*WHAT YOU WILL DO*. Transcribe, exactly as they appear, only the lines from the one holding "Place a point on every instance of the parked suv" through the end of the entries below.
+++ DATA IN THIS EXERCISE +++
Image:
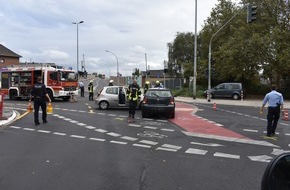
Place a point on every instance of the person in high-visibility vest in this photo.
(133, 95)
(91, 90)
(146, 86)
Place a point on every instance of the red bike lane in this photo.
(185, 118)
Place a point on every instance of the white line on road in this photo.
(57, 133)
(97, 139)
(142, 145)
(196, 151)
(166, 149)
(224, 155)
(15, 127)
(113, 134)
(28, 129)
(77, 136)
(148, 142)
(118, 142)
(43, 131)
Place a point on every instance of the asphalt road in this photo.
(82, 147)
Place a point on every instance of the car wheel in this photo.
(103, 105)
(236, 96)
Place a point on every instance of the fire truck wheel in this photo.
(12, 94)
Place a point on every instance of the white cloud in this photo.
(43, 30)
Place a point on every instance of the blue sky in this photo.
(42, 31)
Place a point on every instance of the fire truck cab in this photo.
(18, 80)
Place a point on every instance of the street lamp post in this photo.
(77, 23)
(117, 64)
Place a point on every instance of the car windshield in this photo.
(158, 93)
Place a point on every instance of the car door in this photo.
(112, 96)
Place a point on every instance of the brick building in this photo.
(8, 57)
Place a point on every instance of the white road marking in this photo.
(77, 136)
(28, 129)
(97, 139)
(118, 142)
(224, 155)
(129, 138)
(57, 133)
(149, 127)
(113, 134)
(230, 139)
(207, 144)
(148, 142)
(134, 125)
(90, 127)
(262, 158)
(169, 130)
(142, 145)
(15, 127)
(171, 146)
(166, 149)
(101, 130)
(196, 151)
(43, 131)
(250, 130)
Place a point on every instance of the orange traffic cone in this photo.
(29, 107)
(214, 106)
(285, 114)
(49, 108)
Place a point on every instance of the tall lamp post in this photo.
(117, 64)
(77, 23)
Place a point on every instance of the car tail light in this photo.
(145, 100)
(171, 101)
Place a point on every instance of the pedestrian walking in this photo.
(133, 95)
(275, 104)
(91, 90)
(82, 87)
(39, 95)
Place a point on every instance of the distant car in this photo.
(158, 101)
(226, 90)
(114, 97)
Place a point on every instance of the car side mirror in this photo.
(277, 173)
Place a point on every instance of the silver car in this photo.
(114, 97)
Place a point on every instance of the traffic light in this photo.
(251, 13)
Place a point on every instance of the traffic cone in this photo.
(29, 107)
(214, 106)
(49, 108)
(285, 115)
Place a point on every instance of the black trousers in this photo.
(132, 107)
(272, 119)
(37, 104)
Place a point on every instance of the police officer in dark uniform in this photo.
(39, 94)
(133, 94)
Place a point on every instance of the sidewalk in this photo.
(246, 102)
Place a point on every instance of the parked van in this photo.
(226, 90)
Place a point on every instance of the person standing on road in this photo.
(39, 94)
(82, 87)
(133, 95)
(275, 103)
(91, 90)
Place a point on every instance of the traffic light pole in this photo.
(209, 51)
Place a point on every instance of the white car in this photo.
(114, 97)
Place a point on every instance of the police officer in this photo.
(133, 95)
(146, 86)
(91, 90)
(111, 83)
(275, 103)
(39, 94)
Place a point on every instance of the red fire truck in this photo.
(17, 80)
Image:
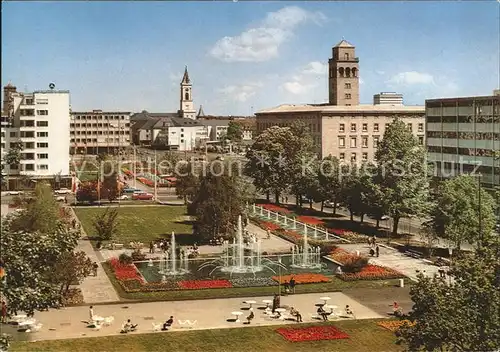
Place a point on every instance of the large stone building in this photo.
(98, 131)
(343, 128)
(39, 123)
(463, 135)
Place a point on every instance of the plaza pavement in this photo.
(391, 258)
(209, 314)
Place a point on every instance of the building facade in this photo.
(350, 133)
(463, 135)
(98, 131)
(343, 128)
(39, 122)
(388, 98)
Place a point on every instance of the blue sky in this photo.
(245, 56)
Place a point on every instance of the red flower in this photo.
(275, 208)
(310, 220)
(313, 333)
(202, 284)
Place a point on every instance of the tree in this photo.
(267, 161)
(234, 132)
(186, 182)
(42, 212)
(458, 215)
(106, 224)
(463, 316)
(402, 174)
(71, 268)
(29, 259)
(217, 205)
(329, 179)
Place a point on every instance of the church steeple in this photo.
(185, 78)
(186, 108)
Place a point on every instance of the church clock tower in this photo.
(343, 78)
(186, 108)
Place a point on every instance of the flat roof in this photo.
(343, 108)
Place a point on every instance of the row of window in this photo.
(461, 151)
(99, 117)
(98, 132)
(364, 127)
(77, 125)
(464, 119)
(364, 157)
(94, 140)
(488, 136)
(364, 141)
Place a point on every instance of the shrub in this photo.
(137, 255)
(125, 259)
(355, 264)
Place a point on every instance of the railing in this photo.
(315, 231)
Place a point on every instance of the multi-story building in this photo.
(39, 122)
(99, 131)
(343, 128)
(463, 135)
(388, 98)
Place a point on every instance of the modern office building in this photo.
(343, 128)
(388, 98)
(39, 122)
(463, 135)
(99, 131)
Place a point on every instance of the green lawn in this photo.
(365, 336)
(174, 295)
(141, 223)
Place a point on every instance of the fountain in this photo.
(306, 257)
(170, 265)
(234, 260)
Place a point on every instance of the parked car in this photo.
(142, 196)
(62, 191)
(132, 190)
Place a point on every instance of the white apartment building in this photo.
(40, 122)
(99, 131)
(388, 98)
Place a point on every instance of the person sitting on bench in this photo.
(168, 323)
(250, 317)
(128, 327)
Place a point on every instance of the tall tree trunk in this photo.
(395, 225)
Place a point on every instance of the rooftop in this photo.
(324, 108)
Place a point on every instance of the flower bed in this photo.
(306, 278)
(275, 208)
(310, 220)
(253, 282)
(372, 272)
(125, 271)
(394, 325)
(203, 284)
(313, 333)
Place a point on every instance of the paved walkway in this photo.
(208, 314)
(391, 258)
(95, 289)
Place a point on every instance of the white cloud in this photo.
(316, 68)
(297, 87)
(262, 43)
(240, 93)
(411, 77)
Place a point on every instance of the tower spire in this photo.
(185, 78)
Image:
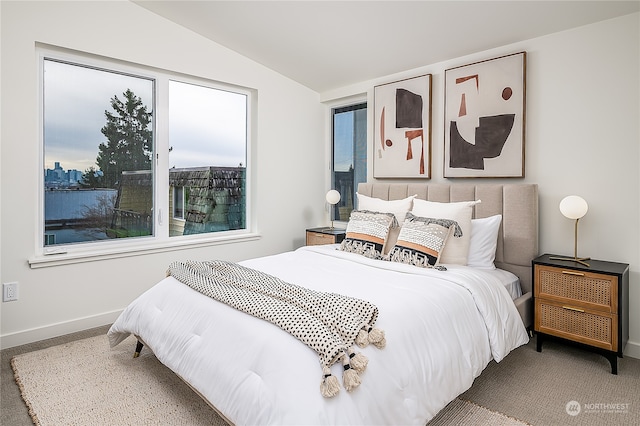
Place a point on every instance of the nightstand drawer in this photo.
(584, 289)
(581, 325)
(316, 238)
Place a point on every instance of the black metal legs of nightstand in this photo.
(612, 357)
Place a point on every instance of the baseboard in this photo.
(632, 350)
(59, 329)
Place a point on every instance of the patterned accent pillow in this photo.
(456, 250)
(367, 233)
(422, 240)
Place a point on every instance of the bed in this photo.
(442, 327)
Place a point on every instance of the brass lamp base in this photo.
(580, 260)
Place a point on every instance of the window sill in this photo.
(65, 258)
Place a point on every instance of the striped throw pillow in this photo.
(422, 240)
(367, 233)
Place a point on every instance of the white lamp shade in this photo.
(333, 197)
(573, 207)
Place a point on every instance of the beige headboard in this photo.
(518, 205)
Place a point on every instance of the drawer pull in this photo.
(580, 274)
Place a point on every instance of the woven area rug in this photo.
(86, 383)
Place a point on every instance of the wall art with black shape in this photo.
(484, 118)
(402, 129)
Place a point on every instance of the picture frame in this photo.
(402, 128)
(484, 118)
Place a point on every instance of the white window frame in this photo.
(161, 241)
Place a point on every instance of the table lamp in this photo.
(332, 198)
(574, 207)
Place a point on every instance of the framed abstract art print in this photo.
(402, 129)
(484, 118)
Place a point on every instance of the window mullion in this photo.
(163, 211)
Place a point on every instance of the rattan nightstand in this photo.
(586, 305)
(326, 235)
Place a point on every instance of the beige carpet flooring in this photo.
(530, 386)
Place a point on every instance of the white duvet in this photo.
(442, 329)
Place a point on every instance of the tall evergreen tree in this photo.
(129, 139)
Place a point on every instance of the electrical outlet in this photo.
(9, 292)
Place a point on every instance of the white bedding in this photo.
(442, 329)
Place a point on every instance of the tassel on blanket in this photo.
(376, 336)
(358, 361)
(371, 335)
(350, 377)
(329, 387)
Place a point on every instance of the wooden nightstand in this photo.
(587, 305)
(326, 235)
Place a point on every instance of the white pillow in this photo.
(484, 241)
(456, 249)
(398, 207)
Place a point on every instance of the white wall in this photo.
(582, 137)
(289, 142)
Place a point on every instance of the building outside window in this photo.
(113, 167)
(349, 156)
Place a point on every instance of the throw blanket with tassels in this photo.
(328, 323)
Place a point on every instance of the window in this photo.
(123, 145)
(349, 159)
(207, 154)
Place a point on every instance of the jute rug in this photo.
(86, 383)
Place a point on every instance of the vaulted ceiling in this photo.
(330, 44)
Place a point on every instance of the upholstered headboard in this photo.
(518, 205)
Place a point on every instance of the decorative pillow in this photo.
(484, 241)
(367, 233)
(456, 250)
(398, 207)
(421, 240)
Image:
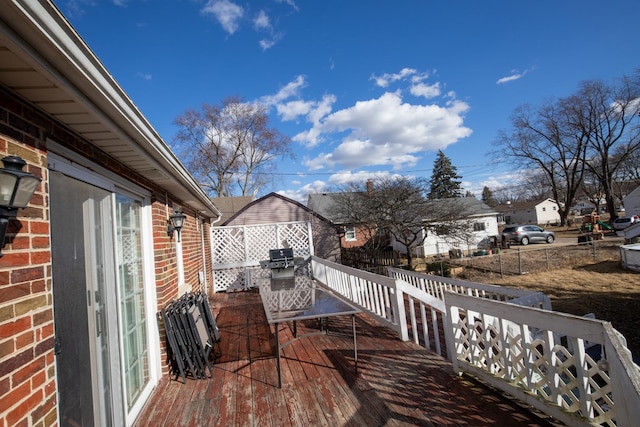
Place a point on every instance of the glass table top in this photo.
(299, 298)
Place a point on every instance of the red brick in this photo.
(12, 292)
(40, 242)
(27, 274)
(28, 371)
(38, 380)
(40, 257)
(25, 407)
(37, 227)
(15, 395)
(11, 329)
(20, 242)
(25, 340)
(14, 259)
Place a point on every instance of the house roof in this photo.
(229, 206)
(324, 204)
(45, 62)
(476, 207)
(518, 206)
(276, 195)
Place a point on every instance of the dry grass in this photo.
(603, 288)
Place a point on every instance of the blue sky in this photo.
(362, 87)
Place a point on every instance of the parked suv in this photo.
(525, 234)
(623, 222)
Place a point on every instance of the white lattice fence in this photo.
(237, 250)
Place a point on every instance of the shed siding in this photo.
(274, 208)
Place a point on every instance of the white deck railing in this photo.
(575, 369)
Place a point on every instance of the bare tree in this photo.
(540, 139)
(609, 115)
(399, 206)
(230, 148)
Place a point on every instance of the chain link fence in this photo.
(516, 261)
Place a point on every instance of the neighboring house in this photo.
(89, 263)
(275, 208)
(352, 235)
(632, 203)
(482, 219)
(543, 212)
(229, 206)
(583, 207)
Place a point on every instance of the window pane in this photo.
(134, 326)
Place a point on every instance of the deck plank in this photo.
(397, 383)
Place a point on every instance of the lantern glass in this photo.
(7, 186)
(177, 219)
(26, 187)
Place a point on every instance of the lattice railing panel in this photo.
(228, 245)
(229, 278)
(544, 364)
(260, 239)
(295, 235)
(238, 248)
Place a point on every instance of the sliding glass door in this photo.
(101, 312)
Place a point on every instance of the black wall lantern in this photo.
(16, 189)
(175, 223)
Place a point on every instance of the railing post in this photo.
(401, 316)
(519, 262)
+++
*RESPONSE BELOW*.
Place a point on every instance of the parked suv in this photo.
(525, 234)
(623, 222)
Place a point on every instance of the white lattice fence in this photo.
(237, 250)
Place a point on every instance of the shed siding in this photo.
(274, 208)
Place a point on every instance of the white deck railing in this photo.
(575, 369)
Place a point on every instance of the bare tree in this photo.
(540, 139)
(609, 115)
(399, 206)
(230, 148)
Place a point on every instance of the chain link fence in this photo.
(516, 261)
Place a point on every instance of the neighboring house in this photo.
(89, 263)
(275, 208)
(352, 235)
(632, 203)
(482, 219)
(543, 212)
(229, 206)
(583, 207)
Place a point on every instance of the window pane in this photo.
(134, 326)
Place a point on every instance of the deck plank in this photo.
(397, 383)
Place a point on every instance of the lantern glass in this photo.
(7, 186)
(177, 219)
(26, 187)
Place a point on every instance of the lattice railing panel in this photo.
(228, 245)
(229, 278)
(544, 364)
(260, 239)
(295, 235)
(238, 248)
Place a point on every instance of the sliding glass door in this photo.
(101, 312)
Place a point on every instance of the black wall lantern in this photo.
(16, 189)
(175, 223)
Place a point on every instance of the railing post in this photo.
(401, 316)
(519, 262)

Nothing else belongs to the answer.